| Problem 1 |
Do these statements agree with the lymph node metastasis passage? Answer yes or no for each, quoting the deciding words of the passage. (a) The SVM model contained 14 variables. (b) The earlier nomogram model was built with a support vector machine. (c) The traditional model reached an AUC of 0.855 in the testing set.
| Problem 2 |
Proceed with the lymph node metastasis passage, picking up after its last sentence.

| Document segment |
○ ○ ○ ○

The precision medicine was commonly defined as the stratification of patients using clinical, lifestyle, genetic and further biomarker information with large-scale data [31]. ML is an accurate and new approach to facilely estimate individualized outcomes and bring better decision-making protocols with the availability of plenty of electronic patient clinical and genomic data at present [32]. Previously we had established a nomogram model for predicting LNM of BUC using multivariate traditional logistic regression. We identified tumor grade, infiltration, extravesical invasion, positive LN on imaging, tumor size, and serum creatinine levels as independent preoperative risk factors, while the AUC of 0.817 in training set and the AUC of 0.805 in testing set proved its accuracy and stability [12]. One study identified LNM related genes in prostate cancer using ML algorithm, and performed well in the validation process, indicating the excellent data handling capacity of ML methods [33]. Sabbagh et al. constructed a ML model to predict LNM in prostate cancer using standard clinicopathologic variables, and proved that ML model outperforms traditional tools by AUC and decision curve analysis [10]. The SVM model in our study containing 14 variables had AUCs of 0.934 and 0.855 in the training set and testing set, respectively, which were higher than the results in the traditional logistic regression model. Therefore, we concluded that the SVM model has better prediction performance in LNM of BUC patients than traditional model.

As far as we know, this is the first study to develop the ML model to preoperatively predict LNM in BUC patients using demographic, pathological, imaging, and laboratory data. The high AUCs in both training set and testing set demonstrated the high accuracy and discrimination ability of our model, and the large sample size guaranteed the stability of our results. Besides, the preoperative variables we selected were easily to get, facilitating the application of our model in clinical life.

○ ○ ○ ○

| Data for analysis |
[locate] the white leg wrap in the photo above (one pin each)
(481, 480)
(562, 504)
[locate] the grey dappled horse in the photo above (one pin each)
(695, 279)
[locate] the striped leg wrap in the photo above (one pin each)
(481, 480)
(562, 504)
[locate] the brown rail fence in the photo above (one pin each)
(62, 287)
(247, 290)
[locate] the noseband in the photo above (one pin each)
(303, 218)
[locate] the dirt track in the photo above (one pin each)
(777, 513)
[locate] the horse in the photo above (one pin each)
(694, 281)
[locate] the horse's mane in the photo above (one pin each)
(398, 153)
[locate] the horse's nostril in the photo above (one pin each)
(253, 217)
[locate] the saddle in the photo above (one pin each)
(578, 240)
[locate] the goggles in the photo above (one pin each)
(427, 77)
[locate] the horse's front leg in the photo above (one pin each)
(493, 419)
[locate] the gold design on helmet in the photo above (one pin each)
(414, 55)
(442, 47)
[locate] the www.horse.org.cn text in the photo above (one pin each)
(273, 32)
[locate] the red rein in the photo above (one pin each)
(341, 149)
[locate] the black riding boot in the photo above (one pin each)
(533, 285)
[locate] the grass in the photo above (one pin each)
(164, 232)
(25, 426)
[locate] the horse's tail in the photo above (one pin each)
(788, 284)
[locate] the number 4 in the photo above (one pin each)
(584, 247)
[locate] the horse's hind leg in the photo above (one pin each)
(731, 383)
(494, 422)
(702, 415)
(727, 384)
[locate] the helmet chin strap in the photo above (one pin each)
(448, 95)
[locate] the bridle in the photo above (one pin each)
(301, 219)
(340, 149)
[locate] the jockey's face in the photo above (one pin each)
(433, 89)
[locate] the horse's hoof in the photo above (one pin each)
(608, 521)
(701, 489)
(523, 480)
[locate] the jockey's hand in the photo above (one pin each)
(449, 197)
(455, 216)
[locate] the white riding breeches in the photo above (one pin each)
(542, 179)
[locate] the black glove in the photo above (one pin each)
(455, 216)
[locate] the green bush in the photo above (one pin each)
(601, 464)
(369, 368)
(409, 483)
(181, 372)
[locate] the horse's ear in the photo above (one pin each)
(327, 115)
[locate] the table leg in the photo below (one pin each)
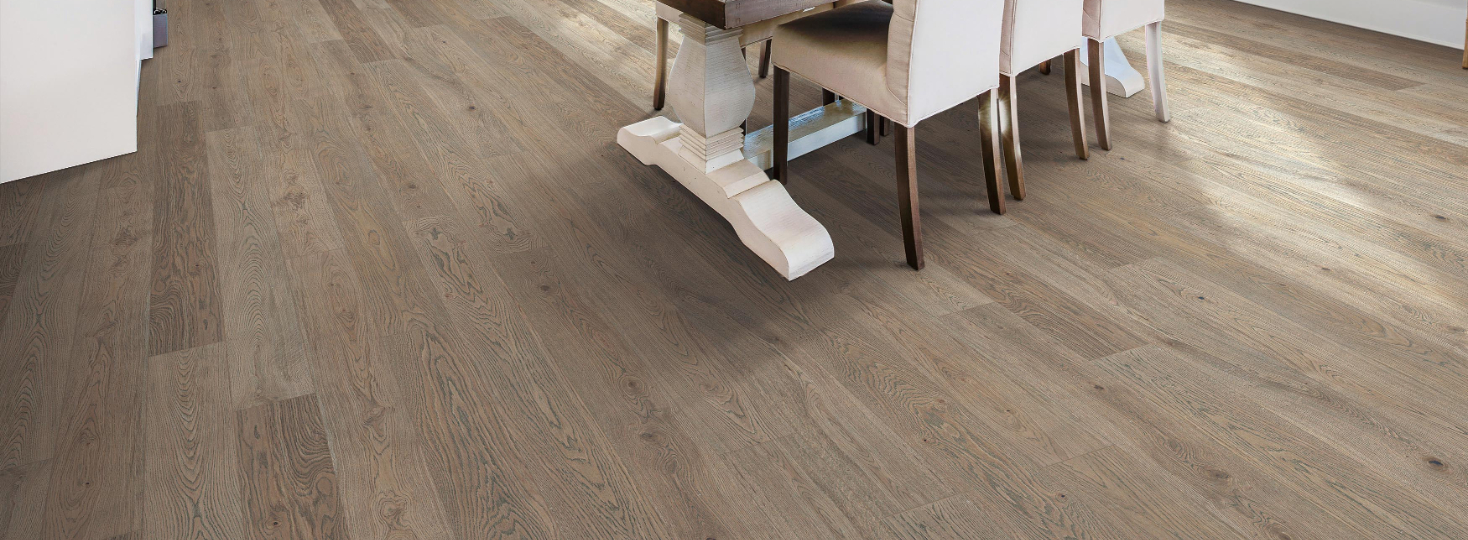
(712, 94)
(1122, 78)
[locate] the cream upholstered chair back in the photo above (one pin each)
(941, 53)
(1037, 31)
(1110, 18)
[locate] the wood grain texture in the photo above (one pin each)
(184, 308)
(40, 326)
(100, 443)
(191, 458)
(263, 335)
(285, 471)
(379, 270)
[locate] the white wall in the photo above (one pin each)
(1432, 21)
(68, 82)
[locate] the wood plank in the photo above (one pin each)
(184, 308)
(385, 484)
(191, 457)
(285, 470)
(22, 499)
(37, 338)
(264, 339)
(1245, 436)
(99, 451)
(949, 518)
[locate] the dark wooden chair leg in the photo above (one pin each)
(1098, 106)
(1013, 162)
(781, 125)
(872, 121)
(907, 194)
(659, 84)
(1078, 121)
(988, 126)
(764, 59)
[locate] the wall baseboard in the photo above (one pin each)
(1433, 21)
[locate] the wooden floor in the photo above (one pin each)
(379, 272)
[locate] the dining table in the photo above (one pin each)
(712, 91)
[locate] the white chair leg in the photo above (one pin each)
(1154, 71)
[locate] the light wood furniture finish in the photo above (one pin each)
(659, 82)
(448, 310)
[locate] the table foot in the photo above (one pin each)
(759, 209)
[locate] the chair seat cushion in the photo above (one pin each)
(843, 50)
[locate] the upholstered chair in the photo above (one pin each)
(906, 62)
(1037, 31)
(1106, 19)
(758, 33)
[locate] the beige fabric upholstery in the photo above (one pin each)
(1037, 31)
(907, 60)
(1109, 18)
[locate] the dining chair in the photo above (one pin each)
(1037, 31)
(1106, 19)
(906, 62)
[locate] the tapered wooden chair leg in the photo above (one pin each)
(906, 144)
(871, 128)
(1098, 106)
(1154, 71)
(764, 59)
(781, 125)
(988, 128)
(659, 84)
(1078, 119)
(1013, 163)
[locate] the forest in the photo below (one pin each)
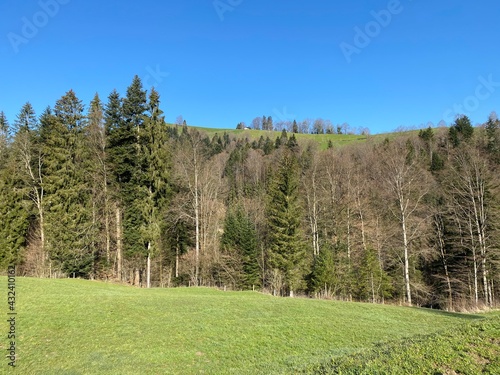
(113, 192)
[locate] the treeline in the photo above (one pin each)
(113, 192)
(307, 126)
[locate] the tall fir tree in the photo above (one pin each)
(285, 249)
(152, 192)
(69, 212)
(240, 237)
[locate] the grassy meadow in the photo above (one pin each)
(83, 327)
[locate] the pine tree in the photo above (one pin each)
(4, 138)
(119, 148)
(240, 237)
(97, 181)
(69, 212)
(461, 130)
(285, 248)
(153, 184)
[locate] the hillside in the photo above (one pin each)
(75, 326)
(337, 140)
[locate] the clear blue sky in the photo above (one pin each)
(287, 59)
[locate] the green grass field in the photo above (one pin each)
(84, 327)
(338, 140)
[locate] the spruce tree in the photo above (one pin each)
(69, 212)
(153, 181)
(240, 237)
(285, 248)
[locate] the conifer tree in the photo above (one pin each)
(285, 248)
(69, 224)
(119, 147)
(97, 181)
(153, 189)
(240, 236)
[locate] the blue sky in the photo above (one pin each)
(375, 64)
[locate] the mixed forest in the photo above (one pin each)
(109, 191)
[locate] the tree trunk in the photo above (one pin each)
(406, 255)
(148, 275)
(119, 245)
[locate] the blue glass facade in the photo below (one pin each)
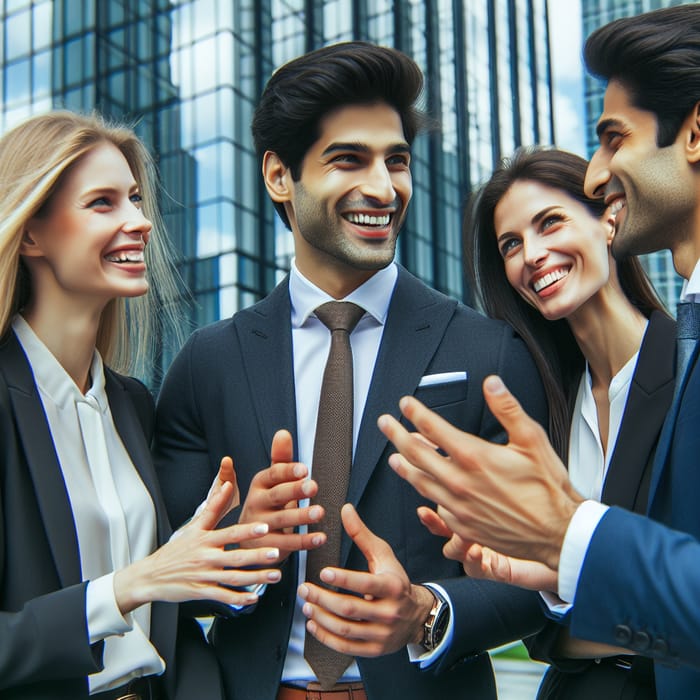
(188, 73)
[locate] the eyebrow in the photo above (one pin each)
(606, 124)
(355, 147)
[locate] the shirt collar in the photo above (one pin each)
(691, 287)
(50, 375)
(374, 296)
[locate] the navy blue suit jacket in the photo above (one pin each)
(44, 648)
(640, 582)
(232, 387)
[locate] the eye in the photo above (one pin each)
(401, 160)
(508, 246)
(551, 220)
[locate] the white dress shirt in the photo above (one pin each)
(586, 518)
(311, 341)
(112, 509)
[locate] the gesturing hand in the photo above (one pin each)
(195, 564)
(381, 613)
(274, 496)
(515, 498)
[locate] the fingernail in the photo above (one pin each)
(494, 384)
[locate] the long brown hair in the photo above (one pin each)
(551, 343)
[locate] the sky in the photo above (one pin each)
(567, 69)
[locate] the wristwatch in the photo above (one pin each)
(436, 623)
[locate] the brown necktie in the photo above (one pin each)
(332, 461)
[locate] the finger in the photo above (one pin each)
(216, 506)
(521, 429)
(376, 550)
(228, 474)
(363, 583)
(294, 542)
(435, 524)
(282, 449)
(280, 473)
(294, 517)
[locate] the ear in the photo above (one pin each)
(28, 247)
(692, 125)
(277, 178)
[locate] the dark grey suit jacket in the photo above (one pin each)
(44, 648)
(232, 387)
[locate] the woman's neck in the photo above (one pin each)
(70, 337)
(609, 331)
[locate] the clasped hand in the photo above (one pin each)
(375, 612)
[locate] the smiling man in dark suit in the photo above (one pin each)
(333, 131)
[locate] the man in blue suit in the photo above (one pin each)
(333, 131)
(634, 581)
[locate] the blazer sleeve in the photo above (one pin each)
(489, 614)
(648, 600)
(47, 640)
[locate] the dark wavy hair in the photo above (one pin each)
(551, 343)
(656, 57)
(302, 92)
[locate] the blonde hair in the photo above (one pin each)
(33, 157)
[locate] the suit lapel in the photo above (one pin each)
(666, 438)
(649, 399)
(414, 328)
(42, 461)
(265, 337)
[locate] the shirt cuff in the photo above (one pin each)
(416, 652)
(576, 541)
(102, 611)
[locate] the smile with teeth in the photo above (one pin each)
(369, 220)
(550, 278)
(125, 256)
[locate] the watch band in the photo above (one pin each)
(436, 623)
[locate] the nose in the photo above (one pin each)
(597, 176)
(378, 183)
(136, 224)
(534, 251)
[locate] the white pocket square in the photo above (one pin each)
(442, 378)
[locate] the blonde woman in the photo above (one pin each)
(89, 573)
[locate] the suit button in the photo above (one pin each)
(623, 634)
(641, 641)
(659, 647)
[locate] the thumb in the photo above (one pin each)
(282, 449)
(376, 550)
(521, 429)
(215, 508)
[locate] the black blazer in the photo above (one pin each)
(626, 485)
(232, 387)
(44, 649)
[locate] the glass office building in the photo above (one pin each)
(596, 13)
(188, 73)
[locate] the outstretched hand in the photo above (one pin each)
(514, 498)
(273, 498)
(377, 611)
(197, 563)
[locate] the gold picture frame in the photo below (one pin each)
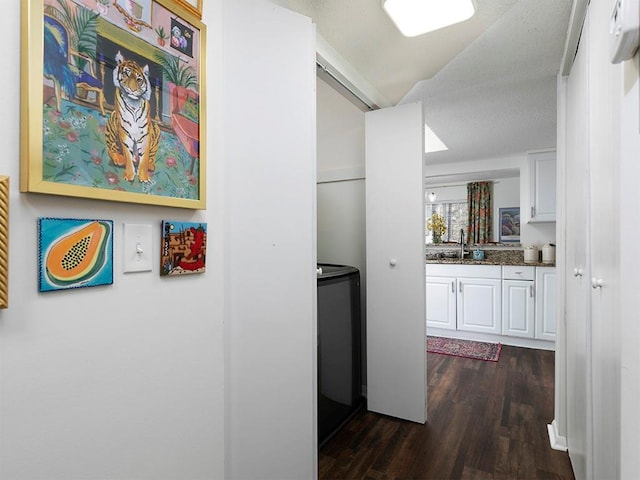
(194, 6)
(133, 136)
(4, 241)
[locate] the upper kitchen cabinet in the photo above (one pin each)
(541, 172)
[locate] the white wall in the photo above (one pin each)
(341, 188)
(270, 178)
(630, 280)
(114, 382)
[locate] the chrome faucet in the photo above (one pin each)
(462, 251)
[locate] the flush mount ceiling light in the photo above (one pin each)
(415, 17)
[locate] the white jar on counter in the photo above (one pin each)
(531, 254)
(549, 253)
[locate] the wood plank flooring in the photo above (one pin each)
(486, 420)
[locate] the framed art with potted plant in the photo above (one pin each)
(113, 107)
(194, 5)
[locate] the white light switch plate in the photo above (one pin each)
(137, 248)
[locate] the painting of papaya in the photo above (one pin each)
(74, 253)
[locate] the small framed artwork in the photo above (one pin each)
(184, 248)
(4, 241)
(509, 223)
(113, 106)
(74, 253)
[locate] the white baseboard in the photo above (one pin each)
(557, 442)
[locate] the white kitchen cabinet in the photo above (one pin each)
(479, 305)
(464, 297)
(518, 308)
(541, 170)
(441, 302)
(545, 303)
(518, 301)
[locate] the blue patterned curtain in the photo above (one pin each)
(480, 208)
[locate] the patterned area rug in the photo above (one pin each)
(464, 348)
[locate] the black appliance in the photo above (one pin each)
(339, 348)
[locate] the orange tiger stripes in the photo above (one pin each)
(131, 136)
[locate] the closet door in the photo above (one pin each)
(577, 269)
(604, 94)
(396, 325)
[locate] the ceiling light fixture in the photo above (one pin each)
(415, 17)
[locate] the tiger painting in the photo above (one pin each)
(130, 134)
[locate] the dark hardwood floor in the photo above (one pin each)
(486, 420)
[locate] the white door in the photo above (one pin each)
(518, 308)
(479, 305)
(605, 84)
(441, 302)
(576, 266)
(396, 327)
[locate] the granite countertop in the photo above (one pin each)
(491, 257)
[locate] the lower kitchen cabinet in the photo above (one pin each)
(545, 303)
(464, 297)
(441, 302)
(479, 305)
(518, 308)
(510, 301)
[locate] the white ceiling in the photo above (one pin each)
(488, 85)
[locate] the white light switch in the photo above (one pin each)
(137, 248)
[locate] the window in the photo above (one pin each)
(456, 217)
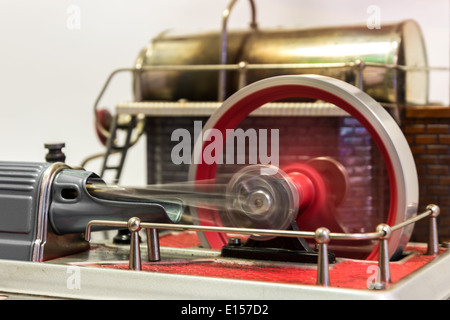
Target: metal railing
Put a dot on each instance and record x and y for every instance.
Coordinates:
(322, 236)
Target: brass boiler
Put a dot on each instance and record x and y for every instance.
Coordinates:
(387, 63)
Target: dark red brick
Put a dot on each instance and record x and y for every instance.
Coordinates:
(425, 139)
(437, 149)
(444, 138)
(438, 128)
(415, 128)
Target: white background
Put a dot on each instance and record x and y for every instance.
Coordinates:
(51, 74)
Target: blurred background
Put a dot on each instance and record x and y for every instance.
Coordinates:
(55, 56)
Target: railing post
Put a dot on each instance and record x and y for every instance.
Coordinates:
(153, 245)
(383, 256)
(433, 239)
(134, 226)
(322, 237)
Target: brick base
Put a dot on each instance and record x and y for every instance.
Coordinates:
(427, 130)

○ ○ ○ ○

| Answer area 1 |
(a) Yes: "The SVM model in our study containing 14 variables"
(b) No: "using multivariate traditional logistic regression"
(c) No: "the AUC of 0.805 in testing set"

| Answer area 2 |
Nevertheless, this study also had some limitations. First, the inaccurate data selection and the introduction of other potential confounders could not be eliminated due to the retrospective study design. Second, we only conducted the internal validation of all ML models and identified SVM model as the best model. The external validation with large sample size should be furtherly conducted. Third, several clinical trials and retrospective studies proved the survival benefit in BUC patients with neoadjuvant cisplatin-based chemotherapy [34,35,36]. Although neoadjuvant cisplatin-based chemotherapy has become the standard of care for cNOM0 patients with MIBC, we did not analyze the influence of neoadjuvant chemotherapy on LNM due to the lack of data. The relationship between neoadjuvant chemotherapy and LNM in patients with radical cystectomy should be explored with large sample size in the future. Finally, we only collected traditional pathological features of TURBT and traditional imaging data. One recently published study collected new pathological characteristics and radiomics features using deep learning algorithm and constructed the deep learning model to predict LNM in prostate cancer [37]. Thus, the micro variables of pathology and radiomics could be included and used to construct prediction model using deep learning in the future.

Conclusions

We developed and validated the ML models to preoperatively predict LNM in BUC patients received RC, and identified that the SVM model with 14 variables had the best performance. The SVM model displayed high levels of accuracy and clinical applicability by internal validation.